• **EXCERPT TO READ**:

# # #

On July 16, 2001, Judicial Watch filed this lawsuit. Judicial Watch initially sued only the NEDPG, alleging violations of FACA and FOIA. After receiving several extensions of time to file a responsive pleading from this Court, on October 17, 2001, defendant NEPDG moved to dismiss. Defendant NEPDG originally argued that Judicial Watch's complaint failed to state a claim under FACA because the NEPDG consisted solely of federal officials, and that it would violate Article II of the Constitution to apply FACA to this group.

# # #

• **TASKS FOR THIS EXERCISE**:
**a.** Please reproduce the Judicial Watch excerpt word for word, starting at "On July 16, 2001, Judicial" and ending at "to this group.".
**b.** According to the Judicial Watch excerpt, on what date did Judicial Watch file this lawsuit?
Work only from the Judicial Watch excerpt.

# # #

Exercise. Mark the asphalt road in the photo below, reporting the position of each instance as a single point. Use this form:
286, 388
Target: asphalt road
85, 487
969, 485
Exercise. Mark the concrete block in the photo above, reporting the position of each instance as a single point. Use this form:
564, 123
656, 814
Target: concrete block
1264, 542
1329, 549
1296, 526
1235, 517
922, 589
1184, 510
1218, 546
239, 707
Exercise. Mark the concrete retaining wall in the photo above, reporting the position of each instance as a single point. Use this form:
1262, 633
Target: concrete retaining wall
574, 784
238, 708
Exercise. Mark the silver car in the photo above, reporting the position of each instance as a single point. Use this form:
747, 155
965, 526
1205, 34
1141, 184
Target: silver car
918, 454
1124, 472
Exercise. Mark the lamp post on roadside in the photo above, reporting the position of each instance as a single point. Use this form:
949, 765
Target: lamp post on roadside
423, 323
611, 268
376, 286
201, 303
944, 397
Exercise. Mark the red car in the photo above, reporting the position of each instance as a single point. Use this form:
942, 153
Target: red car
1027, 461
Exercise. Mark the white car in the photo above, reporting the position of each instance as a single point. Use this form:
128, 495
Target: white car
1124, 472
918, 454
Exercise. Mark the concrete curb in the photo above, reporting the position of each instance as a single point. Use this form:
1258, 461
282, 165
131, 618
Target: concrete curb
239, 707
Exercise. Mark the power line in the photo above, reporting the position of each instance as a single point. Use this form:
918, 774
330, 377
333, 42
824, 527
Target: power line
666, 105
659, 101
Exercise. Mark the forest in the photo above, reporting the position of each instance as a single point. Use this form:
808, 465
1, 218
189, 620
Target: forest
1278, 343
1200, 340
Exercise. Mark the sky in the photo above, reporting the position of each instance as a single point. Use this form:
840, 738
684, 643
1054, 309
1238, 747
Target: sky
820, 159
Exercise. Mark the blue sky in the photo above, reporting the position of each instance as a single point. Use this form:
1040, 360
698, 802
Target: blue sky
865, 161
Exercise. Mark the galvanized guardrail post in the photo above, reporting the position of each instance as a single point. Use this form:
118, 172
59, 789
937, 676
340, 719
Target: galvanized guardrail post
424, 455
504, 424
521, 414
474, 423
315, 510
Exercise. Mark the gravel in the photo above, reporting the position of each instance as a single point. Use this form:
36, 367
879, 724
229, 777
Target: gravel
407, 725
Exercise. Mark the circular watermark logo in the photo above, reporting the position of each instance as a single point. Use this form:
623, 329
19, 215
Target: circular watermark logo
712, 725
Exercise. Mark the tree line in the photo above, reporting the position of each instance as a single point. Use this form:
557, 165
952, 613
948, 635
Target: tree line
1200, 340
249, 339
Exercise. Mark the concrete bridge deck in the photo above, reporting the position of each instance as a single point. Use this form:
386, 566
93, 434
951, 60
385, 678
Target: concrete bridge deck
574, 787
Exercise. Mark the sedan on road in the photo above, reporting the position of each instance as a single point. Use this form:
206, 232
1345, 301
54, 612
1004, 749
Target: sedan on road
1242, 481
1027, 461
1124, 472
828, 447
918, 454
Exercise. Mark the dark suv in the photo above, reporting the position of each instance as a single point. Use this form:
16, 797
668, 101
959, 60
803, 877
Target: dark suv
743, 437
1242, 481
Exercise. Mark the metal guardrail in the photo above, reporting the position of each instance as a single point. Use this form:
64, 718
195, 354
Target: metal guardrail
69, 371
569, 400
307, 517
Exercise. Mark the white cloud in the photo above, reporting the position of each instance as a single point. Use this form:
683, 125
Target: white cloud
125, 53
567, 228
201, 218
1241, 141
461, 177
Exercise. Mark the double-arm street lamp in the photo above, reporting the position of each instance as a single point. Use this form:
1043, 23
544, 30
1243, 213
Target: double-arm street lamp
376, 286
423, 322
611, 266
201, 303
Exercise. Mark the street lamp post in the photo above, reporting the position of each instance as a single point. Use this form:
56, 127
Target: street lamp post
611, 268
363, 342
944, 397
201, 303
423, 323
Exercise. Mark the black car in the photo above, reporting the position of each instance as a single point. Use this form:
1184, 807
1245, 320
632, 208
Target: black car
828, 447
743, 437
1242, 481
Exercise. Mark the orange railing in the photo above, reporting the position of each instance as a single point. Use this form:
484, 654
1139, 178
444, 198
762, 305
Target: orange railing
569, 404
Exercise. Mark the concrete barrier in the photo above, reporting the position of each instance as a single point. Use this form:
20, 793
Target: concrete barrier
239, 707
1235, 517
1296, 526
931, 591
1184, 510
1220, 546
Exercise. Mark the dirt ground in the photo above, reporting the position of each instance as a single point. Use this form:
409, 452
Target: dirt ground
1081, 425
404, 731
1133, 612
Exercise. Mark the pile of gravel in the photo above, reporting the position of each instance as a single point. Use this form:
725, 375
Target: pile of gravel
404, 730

# # #

• **ANSWERS TO THE EXERCISE**:
**a.**
On July 16, 2001, Judicial Watch filed this lawsuit. Judicial Watch initially sued only the NEDPG, alleging violations of FACA and FOIA. After receiving several extensions of time to file a responsive pleading from this Court, on October 17, 2001, defendant NEPDG moved to dismiss. Defendant NEPDG originally argued that Judicial Watch's complaint failed to state a claim under FACA because the NEPDG consisted solely of federal officials, and that it would violate Article II of the Constitution to apply FACA to this group.

**b.** July 16, 2001